──────── Materials provided ────────

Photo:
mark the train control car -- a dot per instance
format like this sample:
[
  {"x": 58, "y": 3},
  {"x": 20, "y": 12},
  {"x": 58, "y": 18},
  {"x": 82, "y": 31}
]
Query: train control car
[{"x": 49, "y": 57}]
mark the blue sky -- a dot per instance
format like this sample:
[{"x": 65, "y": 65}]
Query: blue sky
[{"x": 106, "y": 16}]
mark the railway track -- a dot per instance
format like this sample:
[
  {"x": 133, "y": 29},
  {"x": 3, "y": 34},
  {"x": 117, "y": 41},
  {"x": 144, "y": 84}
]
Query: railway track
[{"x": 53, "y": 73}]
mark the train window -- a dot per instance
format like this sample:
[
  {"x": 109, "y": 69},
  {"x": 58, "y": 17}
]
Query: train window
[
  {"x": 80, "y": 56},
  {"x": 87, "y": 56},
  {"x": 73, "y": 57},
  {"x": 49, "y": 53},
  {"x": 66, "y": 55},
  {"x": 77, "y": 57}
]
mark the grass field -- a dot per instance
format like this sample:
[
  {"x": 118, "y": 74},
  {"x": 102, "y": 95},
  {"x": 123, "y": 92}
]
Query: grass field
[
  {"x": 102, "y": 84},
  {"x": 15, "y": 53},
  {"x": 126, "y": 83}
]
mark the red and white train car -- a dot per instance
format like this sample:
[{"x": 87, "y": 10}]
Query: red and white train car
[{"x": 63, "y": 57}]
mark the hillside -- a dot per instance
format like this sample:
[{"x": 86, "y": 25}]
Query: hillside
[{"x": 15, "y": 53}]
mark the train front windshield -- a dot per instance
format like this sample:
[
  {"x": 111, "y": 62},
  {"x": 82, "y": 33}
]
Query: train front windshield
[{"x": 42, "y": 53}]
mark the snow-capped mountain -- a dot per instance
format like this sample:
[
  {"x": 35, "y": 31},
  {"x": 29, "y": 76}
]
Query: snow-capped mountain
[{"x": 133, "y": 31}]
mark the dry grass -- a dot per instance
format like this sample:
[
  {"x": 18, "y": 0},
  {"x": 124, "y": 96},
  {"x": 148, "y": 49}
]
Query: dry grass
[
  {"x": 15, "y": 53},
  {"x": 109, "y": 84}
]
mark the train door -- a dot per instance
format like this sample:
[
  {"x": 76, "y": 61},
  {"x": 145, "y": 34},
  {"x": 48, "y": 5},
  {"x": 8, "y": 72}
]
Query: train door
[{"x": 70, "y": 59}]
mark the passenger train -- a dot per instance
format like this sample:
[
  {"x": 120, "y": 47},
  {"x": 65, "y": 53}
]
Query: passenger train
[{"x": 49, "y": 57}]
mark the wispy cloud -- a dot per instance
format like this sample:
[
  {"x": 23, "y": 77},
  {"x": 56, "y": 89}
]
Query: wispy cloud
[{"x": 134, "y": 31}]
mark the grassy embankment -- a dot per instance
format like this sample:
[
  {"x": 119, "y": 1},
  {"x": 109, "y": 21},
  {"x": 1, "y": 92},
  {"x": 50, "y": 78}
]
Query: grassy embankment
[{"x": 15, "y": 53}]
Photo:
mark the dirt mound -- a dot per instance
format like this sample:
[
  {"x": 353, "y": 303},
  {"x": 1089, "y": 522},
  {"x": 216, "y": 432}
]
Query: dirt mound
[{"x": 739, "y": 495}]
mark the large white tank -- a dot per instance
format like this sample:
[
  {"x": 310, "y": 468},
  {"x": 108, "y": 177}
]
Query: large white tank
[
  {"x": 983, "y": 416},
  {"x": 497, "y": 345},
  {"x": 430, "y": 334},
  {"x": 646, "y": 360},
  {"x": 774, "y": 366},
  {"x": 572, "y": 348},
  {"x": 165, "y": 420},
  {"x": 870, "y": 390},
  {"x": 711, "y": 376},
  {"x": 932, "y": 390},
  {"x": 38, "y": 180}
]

────────

#### What this task involves
Repeat back the material above verbatim, including every line.

#### Your response
Photo:
mark the train control car -- a dot per instance
format like this sample:
[
  {"x": 58, "y": 3},
  {"x": 20, "y": 12},
  {"x": 58, "y": 18},
  {"x": 82, "y": 31}
]
Query: train control car
[{"x": 49, "y": 57}]
mark the blue sky -- a dot per instance
format like this sample:
[{"x": 65, "y": 65}]
Query: blue sky
[{"x": 106, "y": 16}]
mark the railway track -- a dot per instance
format like this sample:
[
  {"x": 133, "y": 29},
  {"x": 3, "y": 34},
  {"x": 117, "y": 41},
  {"x": 144, "y": 84}
]
Query: railway track
[{"x": 53, "y": 73}]
mark the train window -- a dot per instance
format like this sample:
[
  {"x": 109, "y": 69},
  {"x": 58, "y": 17}
]
Query: train window
[
  {"x": 80, "y": 56},
  {"x": 87, "y": 56},
  {"x": 73, "y": 57},
  {"x": 49, "y": 53},
  {"x": 66, "y": 55},
  {"x": 77, "y": 57}
]
mark the grass field -- a dot per instance
format like this sample:
[
  {"x": 118, "y": 74},
  {"x": 102, "y": 95},
  {"x": 123, "y": 92}
]
Query: grass field
[
  {"x": 102, "y": 84},
  {"x": 15, "y": 53},
  {"x": 126, "y": 83}
]
mark the red and white train car -- a dot per instance
format like this sample:
[{"x": 87, "y": 10}]
Query: red and white train car
[{"x": 63, "y": 57}]
mark the hillside -- a dot per instance
format like this sample:
[{"x": 86, "y": 25}]
Query: hillside
[{"x": 15, "y": 53}]
mark the train front windshield -- a dot per instance
format like this sample:
[
  {"x": 111, "y": 62},
  {"x": 82, "y": 33}
]
Query: train front windshield
[{"x": 42, "y": 53}]
mark the snow-capped mountain -- a dot per instance
format like this sample:
[
  {"x": 35, "y": 31},
  {"x": 29, "y": 76}
]
Query: snow-capped mountain
[{"x": 133, "y": 31}]
mark the dry grass -- a dot per instance
format like this sample:
[
  {"x": 18, "y": 0},
  {"x": 124, "y": 96},
  {"x": 148, "y": 49}
]
Query: dry grass
[
  {"x": 15, "y": 53},
  {"x": 109, "y": 84}
]
mark the train door -- a dot per instance
format like this sample:
[
  {"x": 76, "y": 61},
  {"x": 145, "y": 34},
  {"x": 48, "y": 5},
  {"x": 8, "y": 72}
]
Query: train door
[{"x": 70, "y": 59}]
mark the passenger train -- a dot per instance
format like this sample:
[
  {"x": 120, "y": 47},
  {"x": 65, "y": 53}
]
Query: passenger train
[{"x": 49, "y": 57}]
mark the wispy cloud -- a dot per instance
format like this sample:
[
  {"x": 23, "y": 77},
  {"x": 56, "y": 89}
]
Query: wispy cloud
[{"x": 134, "y": 31}]
mark the grassy embankment -- a dot per instance
format like this sample:
[
  {"x": 119, "y": 1},
  {"x": 109, "y": 21},
  {"x": 1, "y": 92},
  {"x": 50, "y": 78}
]
Query: grassy embankment
[{"x": 15, "y": 53}]
Photo:
mark the dirt mound -- a dot per instance
format like this sample:
[
  {"x": 353, "y": 303},
  {"x": 1089, "y": 522},
  {"x": 216, "y": 432}
]
Query: dirt mound
[{"x": 739, "y": 495}]
mark the large white tank -- a dot per instance
format like this sample:
[
  {"x": 310, "y": 468},
  {"x": 108, "y": 177}
]
Query: large white tank
[
  {"x": 983, "y": 416},
  {"x": 497, "y": 345},
  {"x": 430, "y": 334},
  {"x": 646, "y": 360},
  {"x": 774, "y": 366},
  {"x": 572, "y": 348},
  {"x": 165, "y": 420},
  {"x": 870, "y": 390},
  {"x": 711, "y": 376},
  {"x": 932, "y": 390},
  {"x": 38, "y": 180}
]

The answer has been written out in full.